··· Page excerpt ···

Last update: 27-June-2017
In a previous hands-on we performed a data analysis using matplotlib
. In this hands-on we are going to perform a data analysis using Kibana and Elastic Search.
- Task 5.1: Elasticsearch
- Task 5.2: Kibana
- Task 5.3: Longtash and Beats
- Task 5.4: Using our Twitter dataset
- Task 5.5: Elastic Cloud
- Task 5.6: Student Project
- Task 5.7: Acknoledgements
The goal of this lab is to fetch twitter data using logstash and then put it into elasticsearch. Finally We want to do visualisation using kibana. We will use Beats to collect information from Twitter, are open source data shippers that we will install as agents on our servers. Beats can send data directly to Elasticsearch or send it to Elasticsearch via Logstash, which we can use to parse and transform the data. We will build the following workflow:
Elasticsearch is an open source NoSQL distributed and scalable search engine. Elastic Search provides a distributed, multitenant-capable full-text search engine with an HTTP web interface and schema-free JSON documents.

··· Data shown ···

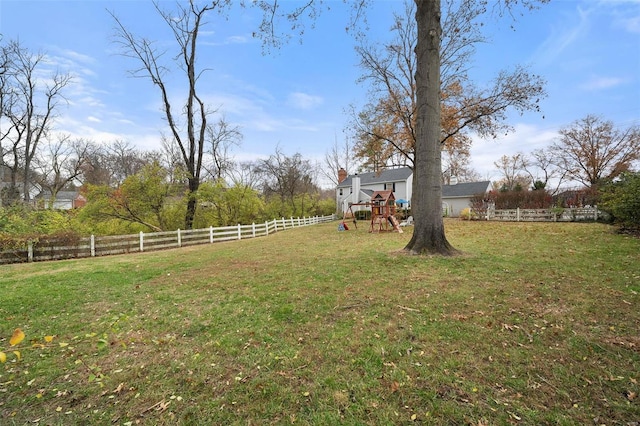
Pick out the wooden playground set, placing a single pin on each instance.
(383, 212)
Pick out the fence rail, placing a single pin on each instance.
(545, 215)
(120, 244)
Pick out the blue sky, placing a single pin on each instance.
(296, 97)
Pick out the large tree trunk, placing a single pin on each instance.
(428, 234)
(192, 203)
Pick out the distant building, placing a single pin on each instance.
(359, 188)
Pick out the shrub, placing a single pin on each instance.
(621, 199)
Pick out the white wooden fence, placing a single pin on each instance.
(120, 244)
(546, 215)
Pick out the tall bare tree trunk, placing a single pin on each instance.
(428, 234)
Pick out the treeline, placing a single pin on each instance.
(127, 191)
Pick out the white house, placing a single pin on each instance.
(358, 188)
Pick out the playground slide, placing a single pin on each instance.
(395, 224)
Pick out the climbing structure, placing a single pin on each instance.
(383, 210)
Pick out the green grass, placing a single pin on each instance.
(534, 324)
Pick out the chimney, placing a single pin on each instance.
(342, 175)
(355, 188)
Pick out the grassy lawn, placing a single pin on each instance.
(535, 324)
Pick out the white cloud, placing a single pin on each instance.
(599, 83)
(563, 36)
(303, 100)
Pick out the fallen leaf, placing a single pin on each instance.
(17, 337)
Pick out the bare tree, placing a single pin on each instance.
(286, 177)
(385, 129)
(428, 235)
(592, 149)
(543, 169)
(125, 160)
(221, 137)
(190, 134)
(28, 108)
(339, 156)
(60, 163)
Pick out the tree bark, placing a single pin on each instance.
(428, 234)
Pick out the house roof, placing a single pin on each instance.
(383, 195)
(387, 175)
(466, 189)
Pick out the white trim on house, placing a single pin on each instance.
(455, 197)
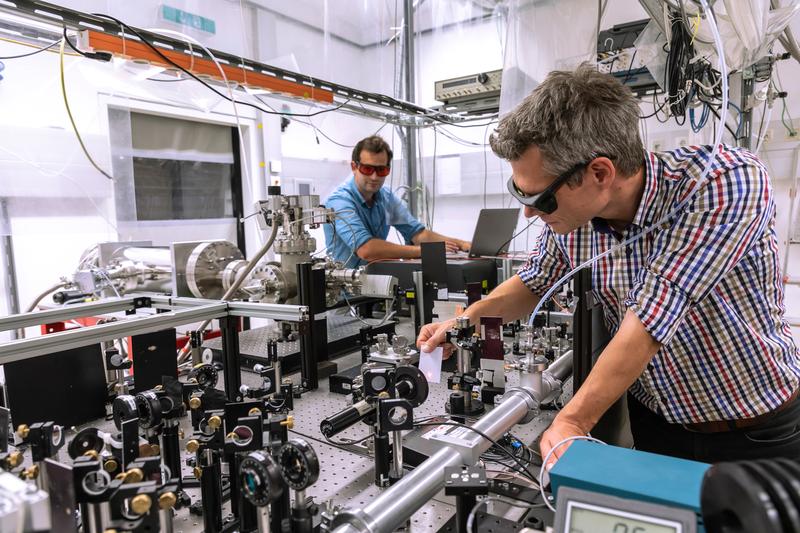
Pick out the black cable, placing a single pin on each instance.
(38, 50)
(657, 111)
(102, 56)
(517, 234)
(523, 469)
(678, 69)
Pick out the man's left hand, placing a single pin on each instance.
(451, 247)
(560, 429)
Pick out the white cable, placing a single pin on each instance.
(546, 458)
(763, 136)
(723, 68)
(234, 102)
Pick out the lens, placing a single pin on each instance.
(251, 482)
(398, 415)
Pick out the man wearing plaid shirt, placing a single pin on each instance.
(696, 306)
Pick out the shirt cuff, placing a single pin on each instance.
(660, 305)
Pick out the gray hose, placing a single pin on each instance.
(39, 298)
(236, 284)
(42, 295)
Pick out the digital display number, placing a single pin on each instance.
(592, 519)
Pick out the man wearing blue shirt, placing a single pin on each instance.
(365, 210)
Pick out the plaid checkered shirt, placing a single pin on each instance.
(707, 286)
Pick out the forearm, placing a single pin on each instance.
(510, 300)
(621, 363)
(427, 235)
(375, 249)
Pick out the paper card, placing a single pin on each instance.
(430, 363)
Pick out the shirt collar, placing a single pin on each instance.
(353, 189)
(647, 205)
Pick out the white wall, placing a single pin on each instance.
(54, 219)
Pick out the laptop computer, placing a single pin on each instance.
(493, 232)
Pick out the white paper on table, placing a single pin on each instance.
(430, 363)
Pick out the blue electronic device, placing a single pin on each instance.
(601, 488)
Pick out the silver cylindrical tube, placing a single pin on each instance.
(561, 367)
(149, 256)
(404, 498)
(165, 517)
(463, 360)
(42, 481)
(97, 516)
(397, 454)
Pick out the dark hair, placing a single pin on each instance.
(374, 144)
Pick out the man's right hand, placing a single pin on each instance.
(435, 334)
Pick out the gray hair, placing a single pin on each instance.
(569, 116)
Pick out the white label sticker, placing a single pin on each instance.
(430, 364)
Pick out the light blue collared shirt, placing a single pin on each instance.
(357, 222)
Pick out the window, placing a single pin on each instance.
(181, 169)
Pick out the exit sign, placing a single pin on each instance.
(183, 18)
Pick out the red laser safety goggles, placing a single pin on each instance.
(381, 170)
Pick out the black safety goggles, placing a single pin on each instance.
(545, 201)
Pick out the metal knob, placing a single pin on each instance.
(134, 475)
(14, 459)
(141, 503)
(32, 472)
(167, 500)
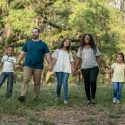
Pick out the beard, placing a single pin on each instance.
(35, 36)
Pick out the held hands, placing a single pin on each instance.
(17, 65)
(50, 68)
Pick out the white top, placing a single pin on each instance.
(88, 57)
(64, 60)
(8, 63)
(118, 72)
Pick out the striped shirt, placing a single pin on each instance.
(88, 57)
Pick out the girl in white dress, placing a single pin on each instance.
(63, 66)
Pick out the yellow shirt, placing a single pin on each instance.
(118, 74)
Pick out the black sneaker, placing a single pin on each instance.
(89, 102)
(22, 98)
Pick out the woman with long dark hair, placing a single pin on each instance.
(62, 66)
(88, 57)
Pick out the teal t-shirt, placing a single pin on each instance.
(35, 52)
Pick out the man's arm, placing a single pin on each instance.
(21, 56)
(49, 60)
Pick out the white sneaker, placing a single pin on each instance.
(118, 101)
(114, 100)
(65, 102)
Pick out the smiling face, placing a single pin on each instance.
(35, 34)
(10, 51)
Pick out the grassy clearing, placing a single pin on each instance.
(47, 111)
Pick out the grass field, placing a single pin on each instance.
(47, 111)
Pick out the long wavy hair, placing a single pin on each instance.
(92, 42)
(62, 44)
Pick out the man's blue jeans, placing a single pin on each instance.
(10, 79)
(62, 78)
(117, 90)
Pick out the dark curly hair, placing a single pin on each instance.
(92, 42)
(62, 44)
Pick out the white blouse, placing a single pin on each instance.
(64, 60)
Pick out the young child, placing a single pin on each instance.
(63, 66)
(8, 62)
(118, 77)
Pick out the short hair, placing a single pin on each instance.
(37, 29)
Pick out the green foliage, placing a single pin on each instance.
(21, 20)
(65, 18)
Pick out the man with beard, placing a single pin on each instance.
(33, 50)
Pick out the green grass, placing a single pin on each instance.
(47, 111)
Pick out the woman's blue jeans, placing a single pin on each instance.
(117, 90)
(62, 78)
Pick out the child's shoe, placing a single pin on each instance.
(118, 101)
(114, 100)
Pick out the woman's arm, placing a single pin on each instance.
(77, 63)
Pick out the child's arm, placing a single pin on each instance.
(21, 56)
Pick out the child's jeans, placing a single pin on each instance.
(117, 90)
(10, 79)
(62, 78)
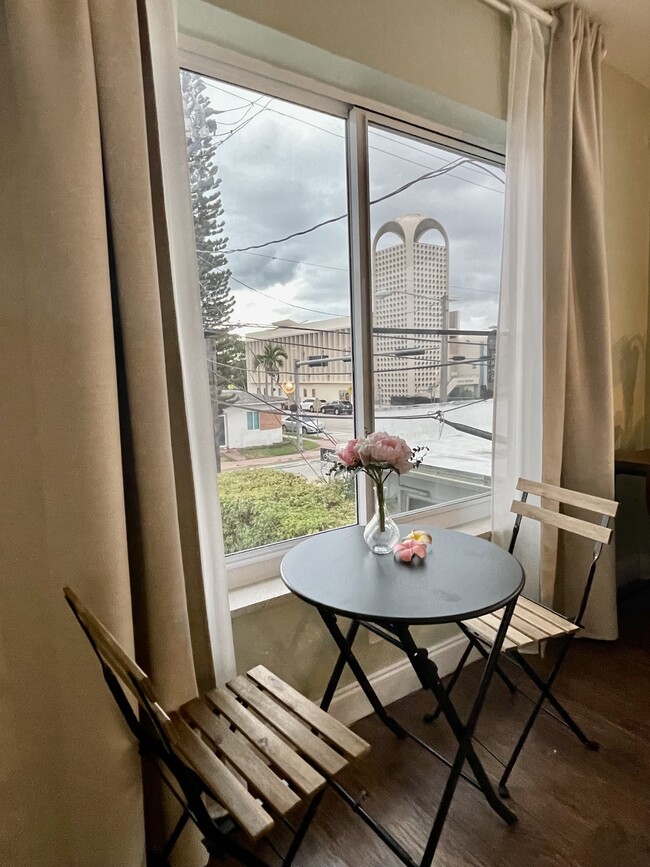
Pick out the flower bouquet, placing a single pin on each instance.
(378, 455)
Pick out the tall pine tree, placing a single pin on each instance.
(226, 352)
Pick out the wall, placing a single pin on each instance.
(446, 60)
(626, 109)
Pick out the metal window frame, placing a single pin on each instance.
(259, 564)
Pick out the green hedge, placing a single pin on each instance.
(266, 505)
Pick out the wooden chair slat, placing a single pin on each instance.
(295, 768)
(238, 752)
(528, 607)
(222, 784)
(570, 498)
(487, 632)
(563, 522)
(518, 638)
(293, 729)
(123, 666)
(336, 733)
(530, 629)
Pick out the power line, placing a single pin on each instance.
(427, 176)
(279, 300)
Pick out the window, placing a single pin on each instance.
(270, 199)
(436, 233)
(283, 318)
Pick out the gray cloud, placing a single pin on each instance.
(281, 175)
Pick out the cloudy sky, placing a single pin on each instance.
(283, 171)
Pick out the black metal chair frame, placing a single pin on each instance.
(189, 791)
(516, 658)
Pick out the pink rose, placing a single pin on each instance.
(393, 451)
(364, 450)
(348, 454)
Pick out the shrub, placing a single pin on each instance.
(267, 505)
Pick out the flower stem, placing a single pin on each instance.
(381, 508)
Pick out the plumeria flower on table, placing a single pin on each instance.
(420, 536)
(410, 550)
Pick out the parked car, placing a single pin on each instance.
(294, 423)
(337, 407)
(307, 404)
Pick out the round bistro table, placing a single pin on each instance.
(460, 578)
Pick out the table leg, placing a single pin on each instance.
(335, 677)
(346, 655)
(428, 673)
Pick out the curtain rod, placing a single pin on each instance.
(525, 6)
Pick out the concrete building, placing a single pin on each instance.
(325, 339)
(410, 290)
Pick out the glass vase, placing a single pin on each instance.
(381, 532)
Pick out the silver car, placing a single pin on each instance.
(294, 423)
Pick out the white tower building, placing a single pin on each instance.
(410, 290)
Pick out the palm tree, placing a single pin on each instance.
(272, 360)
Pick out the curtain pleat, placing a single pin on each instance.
(517, 428)
(97, 485)
(578, 449)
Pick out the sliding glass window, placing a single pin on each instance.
(273, 218)
(436, 223)
(269, 195)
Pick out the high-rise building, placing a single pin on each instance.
(410, 290)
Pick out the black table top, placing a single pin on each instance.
(461, 577)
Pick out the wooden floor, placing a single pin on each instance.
(575, 807)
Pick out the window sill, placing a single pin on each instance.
(272, 591)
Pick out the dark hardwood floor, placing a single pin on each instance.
(575, 807)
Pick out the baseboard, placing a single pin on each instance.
(396, 681)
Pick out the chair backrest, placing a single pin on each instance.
(153, 727)
(600, 533)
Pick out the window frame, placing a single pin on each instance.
(258, 565)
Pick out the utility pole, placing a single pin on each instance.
(444, 350)
(296, 379)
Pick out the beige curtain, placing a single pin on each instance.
(96, 481)
(578, 447)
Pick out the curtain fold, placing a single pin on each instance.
(578, 448)
(517, 425)
(98, 478)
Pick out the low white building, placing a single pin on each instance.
(249, 422)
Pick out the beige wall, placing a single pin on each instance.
(446, 59)
(456, 47)
(626, 109)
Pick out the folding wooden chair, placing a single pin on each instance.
(235, 758)
(532, 622)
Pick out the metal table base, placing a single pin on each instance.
(428, 675)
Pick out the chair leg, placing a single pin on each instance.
(473, 642)
(299, 835)
(552, 700)
(545, 694)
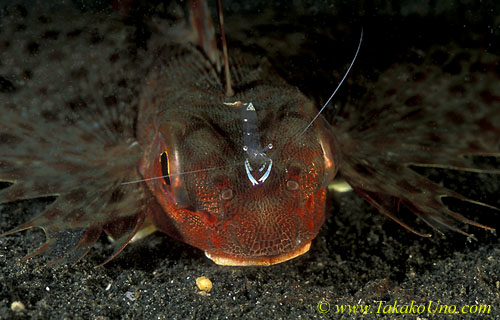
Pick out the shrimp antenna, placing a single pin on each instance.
(338, 86)
(229, 89)
(177, 174)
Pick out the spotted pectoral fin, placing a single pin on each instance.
(423, 115)
(76, 219)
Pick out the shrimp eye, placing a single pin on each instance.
(227, 194)
(164, 167)
(292, 185)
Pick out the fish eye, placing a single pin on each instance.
(227, 194)
(164, 168)
(292, 185)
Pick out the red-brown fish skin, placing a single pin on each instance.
(185, 115)
(82, 113)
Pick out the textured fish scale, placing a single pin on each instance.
(68, 91)
(431, 113)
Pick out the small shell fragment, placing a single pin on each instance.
(17, 306)
(204, 284)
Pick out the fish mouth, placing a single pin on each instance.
(227, 260)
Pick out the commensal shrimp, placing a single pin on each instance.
(216, 149)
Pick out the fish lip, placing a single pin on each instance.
(227, 260)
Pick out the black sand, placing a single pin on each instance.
(359, 257)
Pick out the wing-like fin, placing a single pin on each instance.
(68, 126)
(431, 114)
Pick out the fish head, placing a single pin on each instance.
(239, 209)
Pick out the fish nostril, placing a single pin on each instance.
(292, 185)
(227, 194)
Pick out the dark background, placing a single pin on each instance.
(359, 256)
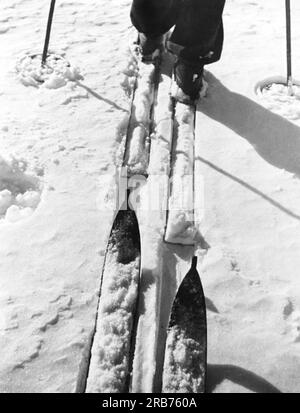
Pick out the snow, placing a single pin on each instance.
(55, 73)
(54, 222)
(281, 101)
(20, 191)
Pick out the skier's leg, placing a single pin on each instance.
(197, 40)
(152, 19)
(198, 34)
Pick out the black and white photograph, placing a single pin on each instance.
(149, 199)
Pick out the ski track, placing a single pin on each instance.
(246, 161)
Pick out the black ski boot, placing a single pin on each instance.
(188, 81)
(151, 46)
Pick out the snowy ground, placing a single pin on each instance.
(55, 147)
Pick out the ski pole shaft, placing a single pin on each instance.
(48, 32)
(288, 40)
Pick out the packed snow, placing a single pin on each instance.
(246, 160)
(20, 192)
(282, 100)
(53, 74)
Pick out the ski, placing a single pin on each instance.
(186, 344)
(108, 364)
(140, 128)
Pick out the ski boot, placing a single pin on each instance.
(150, 46)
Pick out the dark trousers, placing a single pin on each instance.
(198, 25)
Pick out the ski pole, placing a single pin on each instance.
(48, 32)
(289, 46)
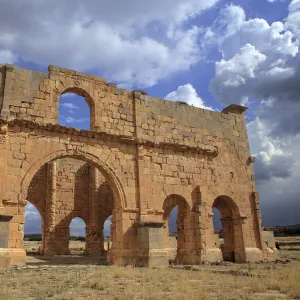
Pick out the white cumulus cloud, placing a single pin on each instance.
(131, 42)
(188, 94)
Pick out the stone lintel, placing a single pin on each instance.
(234, 108)
(56, 69)
(5, 218)
(90, 134)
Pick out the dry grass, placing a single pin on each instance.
(245, 281)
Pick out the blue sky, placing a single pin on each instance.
(210, 53)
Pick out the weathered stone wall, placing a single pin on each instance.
(147, 149)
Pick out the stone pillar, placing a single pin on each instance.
(207, 249)
(151, 244)
(5, 254)
(50, 228)
(94, 236)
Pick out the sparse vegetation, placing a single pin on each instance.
(234, 281)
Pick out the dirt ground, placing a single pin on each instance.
(74, 277)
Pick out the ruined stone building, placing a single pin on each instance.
(142, 157)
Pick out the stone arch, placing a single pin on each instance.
(171, 201)
(182, 221)
(234, 248)
(88, 98)
(108, 173)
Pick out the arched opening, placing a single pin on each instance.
(77, 242)
(175, 208)
(107, 234)
(76, 109)
(230, 229)
(33, 230)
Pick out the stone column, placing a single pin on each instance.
(206, 240)
(94, 240)
(50, 228)
(151, 242)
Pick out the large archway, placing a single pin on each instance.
(175, 205)
(232, 244)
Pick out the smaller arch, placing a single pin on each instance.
(88, 99)
(38, 221)
(80, 92)
(233, 246)
(173, 200)
(175, 245)
(227, 205)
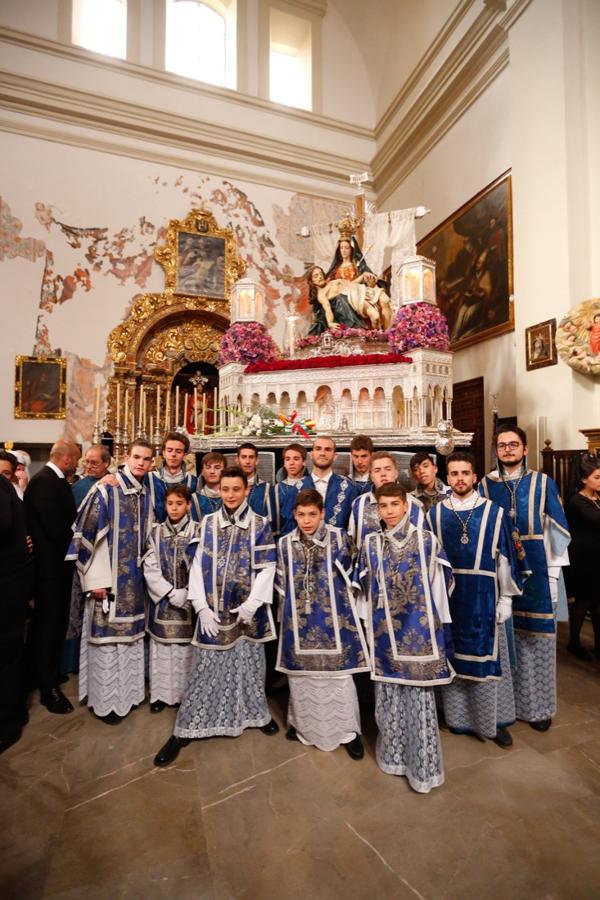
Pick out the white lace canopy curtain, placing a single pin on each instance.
(324, 238)
(394, 230)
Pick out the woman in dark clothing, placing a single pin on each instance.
(583, 575)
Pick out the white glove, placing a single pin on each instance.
(553, 583)
(503, 610)
(209, 622)
(246, 610)
(178, 598)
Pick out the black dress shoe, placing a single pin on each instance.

···

== What you are asked to do ==
Write out the lab page from "- Task 5.1: Elasticsearch" to "schema-free JSON documents.". The items come from a separate source unrelated to the lab page.

== Exercise answer ==
- Task 5.1: Elasticsearch
- Task 5.2: Kibana
- Task 5.3: Longtash and Beats
- Task 5.4: Using our Twitter dataset
- Task 5.5: Elastic Cloud
- Task 5.6: Student Project
- Task 5.7: Acknoledgements
The goal of this lab is to fetch twitter data using logstash and then put it into elasticsearch. Finally We want to do visualisation using kibana. We will use Beats to collect information from Twitter, are open source data shippers that we will install as agents on our servers. Beats can send data directly to Elasticsearch or send it to Elasticsearch via Logstash, which we can use to parse and transform the data. We will build the following workflow:
Elasticsearch is an open source NoSQL distributed and scalable search engine. Elastic Search provides a distributed, multitenant-capable full-text search engine with an HTTP web interface and schema-free JSON documents.